**EXERCISE PROMPT**
Reproduce the material below without alteration, beginning at its first line and stopping after the line that contains "pixel 372 64".

**EXTRACTED RECORDS**
>>>>>
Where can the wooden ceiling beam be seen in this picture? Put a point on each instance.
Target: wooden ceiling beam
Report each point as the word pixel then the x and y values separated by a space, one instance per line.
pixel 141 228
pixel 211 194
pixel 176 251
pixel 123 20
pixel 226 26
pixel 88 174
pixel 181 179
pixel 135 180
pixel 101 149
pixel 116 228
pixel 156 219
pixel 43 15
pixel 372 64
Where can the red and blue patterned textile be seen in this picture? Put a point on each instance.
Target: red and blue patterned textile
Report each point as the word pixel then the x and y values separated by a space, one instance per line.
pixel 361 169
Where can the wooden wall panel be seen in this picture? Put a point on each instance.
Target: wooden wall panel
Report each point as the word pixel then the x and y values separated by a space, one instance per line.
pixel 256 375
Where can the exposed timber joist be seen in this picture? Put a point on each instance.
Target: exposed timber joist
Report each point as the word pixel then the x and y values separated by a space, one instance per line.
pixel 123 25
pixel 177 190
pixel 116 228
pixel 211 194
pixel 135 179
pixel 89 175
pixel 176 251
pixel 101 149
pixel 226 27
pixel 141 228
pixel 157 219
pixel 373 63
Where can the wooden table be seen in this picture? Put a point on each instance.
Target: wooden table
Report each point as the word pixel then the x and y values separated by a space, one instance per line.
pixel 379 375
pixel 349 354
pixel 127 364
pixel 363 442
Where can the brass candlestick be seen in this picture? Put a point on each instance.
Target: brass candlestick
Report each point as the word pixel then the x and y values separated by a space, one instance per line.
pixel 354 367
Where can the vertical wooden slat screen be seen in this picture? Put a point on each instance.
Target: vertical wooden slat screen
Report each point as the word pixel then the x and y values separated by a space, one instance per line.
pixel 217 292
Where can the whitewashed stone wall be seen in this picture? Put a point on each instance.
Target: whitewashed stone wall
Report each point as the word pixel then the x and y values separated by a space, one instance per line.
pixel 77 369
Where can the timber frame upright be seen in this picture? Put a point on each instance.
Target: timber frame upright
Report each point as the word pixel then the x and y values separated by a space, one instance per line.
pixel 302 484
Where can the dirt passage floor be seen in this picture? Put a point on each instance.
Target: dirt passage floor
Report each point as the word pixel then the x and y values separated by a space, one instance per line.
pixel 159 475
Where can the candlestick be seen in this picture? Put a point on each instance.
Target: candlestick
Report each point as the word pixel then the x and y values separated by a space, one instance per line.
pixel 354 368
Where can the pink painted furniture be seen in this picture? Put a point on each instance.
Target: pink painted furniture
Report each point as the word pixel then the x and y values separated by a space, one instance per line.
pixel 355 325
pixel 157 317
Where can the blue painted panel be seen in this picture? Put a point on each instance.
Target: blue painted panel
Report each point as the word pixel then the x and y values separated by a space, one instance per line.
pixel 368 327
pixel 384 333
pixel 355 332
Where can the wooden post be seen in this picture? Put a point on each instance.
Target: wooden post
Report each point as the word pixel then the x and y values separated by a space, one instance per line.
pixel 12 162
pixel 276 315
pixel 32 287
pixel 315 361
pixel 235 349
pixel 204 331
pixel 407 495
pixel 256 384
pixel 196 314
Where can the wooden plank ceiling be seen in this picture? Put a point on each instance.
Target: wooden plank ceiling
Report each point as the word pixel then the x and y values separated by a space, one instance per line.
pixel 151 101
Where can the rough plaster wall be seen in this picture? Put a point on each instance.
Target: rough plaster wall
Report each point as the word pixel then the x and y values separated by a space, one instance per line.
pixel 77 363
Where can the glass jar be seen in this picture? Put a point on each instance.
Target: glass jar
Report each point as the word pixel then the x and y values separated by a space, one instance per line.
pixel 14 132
<<<<<
**THE RESULT**
Where can the wooden ceiling beam be seen in this picture? Put a point on each instance.
Target: wooden ceiling beam
Report each point as the word pixel then the x and y values separated by a space, one instance per line.
pixel 141 228
pixel 211 194
pixel 176 251
pixel 123 20
pixel 226 26
pixel 88 174
pixel 181 179
pixel 135 180
pixel 101 149
pixel 116 228
pixel 156 219
pixel 43 15
pixel 372 64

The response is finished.